TEXTE EXTRAIT »

▽

L’Actu vue par Remaides : « Prep et insuffisance rénale : les associations dénoncent un refus de soins de la CNAM »
- Actualité
- 05.05.2025
Par Fred Lebreton
Prep et insuffisance rénale : les associations dénoncent un refus de soins de la CNAM
Alors que le traitement injectable Vocabria (cabotégravir) est recommandé par la Haute Autorité de Santé (HAS) pour les personnes ne pouvant bénéficier d’une Prep orale, la caisse nationale d’Assurance-maladie (CNAM) continue de refuser sa prise en charge dérogatoire pour les personnes en insuffisance rénale. Dans un communiqué commun publié le 30 avril, les associations TRT-5 CHV et Renaloo dénoncent une stratégie de temporisation injustifiable, qui met en danger les personnes les plus exposées au VIH. Explications.

△

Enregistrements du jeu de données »
▽

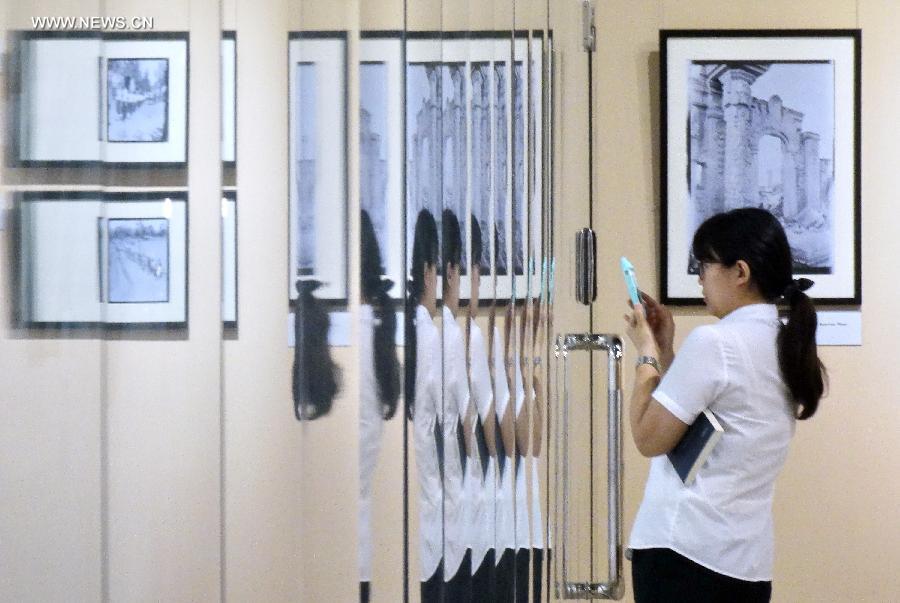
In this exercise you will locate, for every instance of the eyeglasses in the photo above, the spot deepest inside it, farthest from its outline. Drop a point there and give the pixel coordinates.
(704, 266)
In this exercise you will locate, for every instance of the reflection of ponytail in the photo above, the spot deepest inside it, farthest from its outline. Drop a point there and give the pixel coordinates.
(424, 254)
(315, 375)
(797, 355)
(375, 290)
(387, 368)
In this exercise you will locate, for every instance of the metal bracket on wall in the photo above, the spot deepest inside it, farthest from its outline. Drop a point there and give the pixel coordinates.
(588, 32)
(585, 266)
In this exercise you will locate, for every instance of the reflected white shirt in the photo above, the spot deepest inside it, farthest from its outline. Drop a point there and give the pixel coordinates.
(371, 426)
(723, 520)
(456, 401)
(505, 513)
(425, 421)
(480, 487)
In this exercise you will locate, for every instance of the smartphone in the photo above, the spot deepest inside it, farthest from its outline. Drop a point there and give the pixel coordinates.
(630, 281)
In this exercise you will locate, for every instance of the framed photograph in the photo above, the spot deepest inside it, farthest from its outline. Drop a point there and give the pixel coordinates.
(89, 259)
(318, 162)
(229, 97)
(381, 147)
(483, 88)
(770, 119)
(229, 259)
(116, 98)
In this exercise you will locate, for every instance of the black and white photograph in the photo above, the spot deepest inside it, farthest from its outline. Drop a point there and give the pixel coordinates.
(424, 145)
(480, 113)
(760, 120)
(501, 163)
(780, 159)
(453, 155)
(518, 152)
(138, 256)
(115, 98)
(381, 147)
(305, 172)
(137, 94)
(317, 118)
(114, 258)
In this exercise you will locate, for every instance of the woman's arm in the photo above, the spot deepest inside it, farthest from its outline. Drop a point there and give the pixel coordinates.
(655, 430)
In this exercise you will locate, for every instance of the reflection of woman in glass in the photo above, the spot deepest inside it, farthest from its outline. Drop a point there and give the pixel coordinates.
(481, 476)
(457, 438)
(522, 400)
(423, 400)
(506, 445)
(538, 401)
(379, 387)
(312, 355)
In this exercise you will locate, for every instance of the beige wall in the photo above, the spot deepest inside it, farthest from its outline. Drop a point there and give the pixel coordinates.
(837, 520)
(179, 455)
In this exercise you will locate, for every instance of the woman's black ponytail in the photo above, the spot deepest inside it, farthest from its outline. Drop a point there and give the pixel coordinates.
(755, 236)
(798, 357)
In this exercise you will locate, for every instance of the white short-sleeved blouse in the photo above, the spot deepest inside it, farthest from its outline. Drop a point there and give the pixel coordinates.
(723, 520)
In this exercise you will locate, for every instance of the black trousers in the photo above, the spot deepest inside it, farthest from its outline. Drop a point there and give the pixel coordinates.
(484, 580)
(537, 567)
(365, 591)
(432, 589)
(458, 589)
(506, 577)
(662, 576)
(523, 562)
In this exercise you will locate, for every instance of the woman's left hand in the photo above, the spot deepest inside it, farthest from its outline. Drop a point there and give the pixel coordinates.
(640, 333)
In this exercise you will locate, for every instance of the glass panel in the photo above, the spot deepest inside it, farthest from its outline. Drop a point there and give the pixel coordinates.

△

VOTRE TÂCHE »
Dans le paragraphe du texte qui commence par « Alors que », relevez toutes les organisations nommées. Le matériel fourni ne joue aucun rôle ici.

RÉSULTAT OBTENU »
- Haute Autorité de Santé (HAS)
- caisse nationale d’Assurance-maladie (CNAM)
- TRT-5 CHV
- Renaloo